Segmentation mask data
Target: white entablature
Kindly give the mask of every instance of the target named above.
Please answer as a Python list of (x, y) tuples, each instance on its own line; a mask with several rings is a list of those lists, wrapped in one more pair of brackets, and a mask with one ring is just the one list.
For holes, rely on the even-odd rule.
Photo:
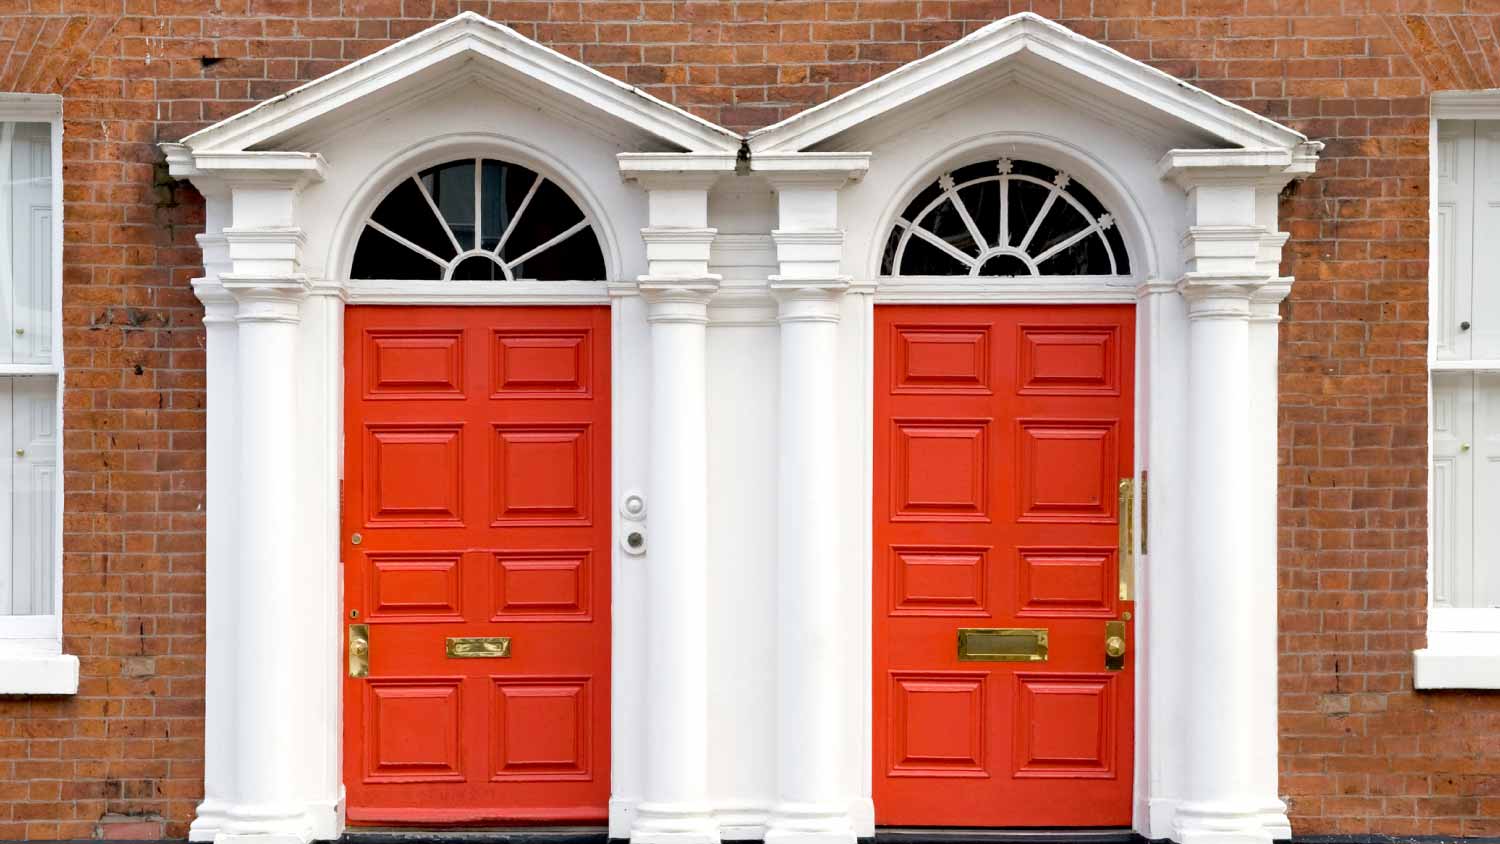
[[(194, 282), (210, 404), (194, 839), (342, 827), (346, 302), (612, 308), (615, 529), (645, 545), (617, 535), (612, 561), (610, 826), (679, 844), (873, 832), (874, 306), (1134, 303), (1135, 453), (1151, 490), (1134, 825), (1183, 842), (1288, 836), (1275, 430), (1291, 279), (1277, 200), (1311, 172), (1316, 142), (1031, 14), (741, 136), (465, 13), (163, 147), (208, 221)], [(607, 280), (351, 280), (380, 198), (464, 158), (564, 189)], [(919, 191), (1009, 160), (1086, 188), (1109, 212), (1092, 225), (1118, 227), (1128, 262), (1101, 276), (882, 275)], [(710, 659), (722, 653), (734, 657)]]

TRY IT:
Output each line exactly, from the first line of the data down to the line that contains "For holes, rely on the even-odd rule.", both included.

RESULT OF THE EXERCISE:
Target: white entablature
Kindly give the mask of every instance of the target named above.
Please answer as a Python list of (x, y) tuples, each instance on its own line; a mask with several rings is a list of those lists, wrapped in one more pair of brackets, and a mask with one ring is just the one list.
For holes, rely on the even-odd rule.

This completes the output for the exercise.